* Instructions to follow *
Pull out every line of the entries below that contains the word "flower", and copy each one in full.

Position annotation records:
# # #

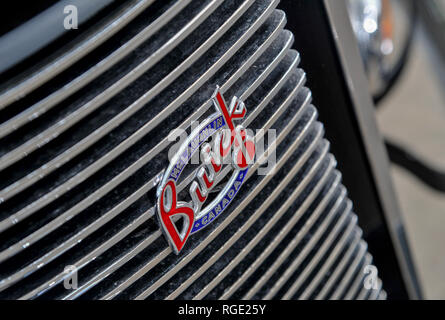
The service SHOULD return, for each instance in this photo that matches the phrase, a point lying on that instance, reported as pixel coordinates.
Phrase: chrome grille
(81, 158)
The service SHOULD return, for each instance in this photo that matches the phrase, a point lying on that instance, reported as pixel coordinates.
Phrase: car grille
(84, 142)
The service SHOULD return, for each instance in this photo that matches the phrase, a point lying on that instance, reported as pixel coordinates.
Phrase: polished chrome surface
(90, 204)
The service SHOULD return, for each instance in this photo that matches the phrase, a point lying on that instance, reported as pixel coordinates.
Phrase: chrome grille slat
(68, 214)
(119, 249)
(317, 258)
(296, 263)
(187, 180)
(339, 271)
(376, 292)
(70, 57)
(216, 231)
(382, 295)
(106, 95)
(357, 285)
(268, 226)
(276, 241)
(44, 105)
(350, 273)
(90, 256)
(126, 202)
(317, 281)
(144, 270)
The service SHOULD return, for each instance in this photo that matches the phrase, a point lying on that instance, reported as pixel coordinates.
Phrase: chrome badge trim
(233, 150)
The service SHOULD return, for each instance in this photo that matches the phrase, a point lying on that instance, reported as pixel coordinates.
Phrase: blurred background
(402, 43)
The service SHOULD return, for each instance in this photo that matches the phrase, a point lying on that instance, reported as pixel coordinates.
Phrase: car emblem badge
(232, 150)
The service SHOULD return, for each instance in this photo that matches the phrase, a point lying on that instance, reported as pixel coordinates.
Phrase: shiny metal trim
(150, 184)
(55, 223)
(292, 245)
(243, 229)
(307, 226)
(304, 206)
(302, 255)
(325, 268)
(348, 276)
(355, 287)
(225, 223)
(378, 159)
(183, 184)
(59, 127)
(76, 84)
(321, 252)
(337, 274)
(70, 57)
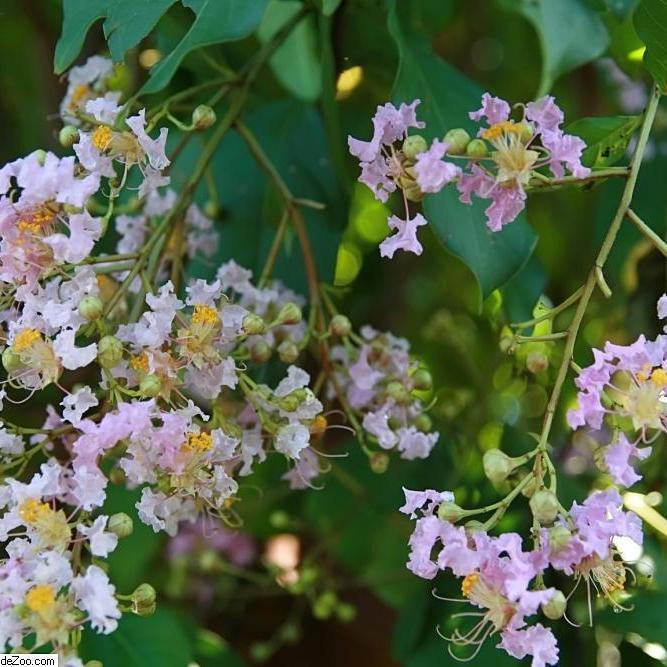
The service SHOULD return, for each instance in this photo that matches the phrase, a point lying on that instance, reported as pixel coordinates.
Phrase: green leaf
(216, 21)
(492, 257)
(296, 61)
(570, 34)
(651, 24)
(606, 138)
(152, 641)
(78, 17)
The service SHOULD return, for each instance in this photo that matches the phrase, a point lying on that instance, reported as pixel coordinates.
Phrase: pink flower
(405, 237)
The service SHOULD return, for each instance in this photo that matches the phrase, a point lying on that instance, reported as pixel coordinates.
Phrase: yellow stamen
(40, 598)
(25, 339)
(102, 137)
(205, 315)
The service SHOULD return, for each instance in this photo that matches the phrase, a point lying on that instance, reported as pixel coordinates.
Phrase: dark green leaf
(651, 25)
(570, 33)
(606, 138)
(492, 257)
(215, 21)
(153, 641)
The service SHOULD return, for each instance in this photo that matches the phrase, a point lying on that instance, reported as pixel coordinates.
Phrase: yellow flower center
(205, 315)
(101, 137)
(26, 339)
(40, 598)
(198, 442)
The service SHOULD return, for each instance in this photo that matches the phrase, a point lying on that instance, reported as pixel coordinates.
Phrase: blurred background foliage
(322, 84)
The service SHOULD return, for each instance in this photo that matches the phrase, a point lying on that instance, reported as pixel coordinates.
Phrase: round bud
(260, 352)
(150, 386)
(398, 392)
(559, 537)
(109, 351)
(120, 524)
(91, 307)
(422, 380)
(477, 149)
(544, 506)
(10, 360)
(288, 352)
(450, 512)
(497, 465)
(68, 136)
(423, 423)
(537, 361)
(144, 600)
(203, 117)
(379, 462)
(290, 313)
(253, 324)
(340, 325)
(414, 145)
(555, 608)
(345, 612)
(457, 141)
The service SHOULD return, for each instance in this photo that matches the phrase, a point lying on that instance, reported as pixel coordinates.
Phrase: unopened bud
(544, 506)
(290, 313)
(457, 141)
(450, 512)
(379, 462)
(414, 145)
(477, 149)
(91, 307)
(120, 524)
(253, 324)
(288, 352)
(203, 117)
(555, 608)
(150, 386)
(68, 136)
(260, 352)
(559, 537)
(497, 465)
(340, 325)
(422, 380)
(109, 351)
(144, 600)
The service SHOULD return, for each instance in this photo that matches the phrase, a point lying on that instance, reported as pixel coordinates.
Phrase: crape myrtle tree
(203, 407)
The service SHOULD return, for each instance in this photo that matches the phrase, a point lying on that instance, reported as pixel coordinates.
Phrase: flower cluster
(497, 165)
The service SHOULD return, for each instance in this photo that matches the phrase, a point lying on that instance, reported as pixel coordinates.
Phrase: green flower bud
(260, 352)
(11, 360)
(109, 351)
(288, 352)
(120, 524)
(555, 608)
(91, 307)
(497, 465)
(450, 512)
(253, 324)
(68, 136)
(203, 117)
(559, 537)
(477, 149)
(544, 506)
(422, 380)
(457, 141)
(290, 313)
(423, 423)
(379, 462)
(144, 600)
(150, 386)
(340, 325)
(413, 146)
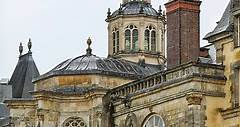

# # #

* Task solution *
Phrase: pink flower
Phrase: yellow flower center
Phrase: flower cluster
Phrase: green flower bud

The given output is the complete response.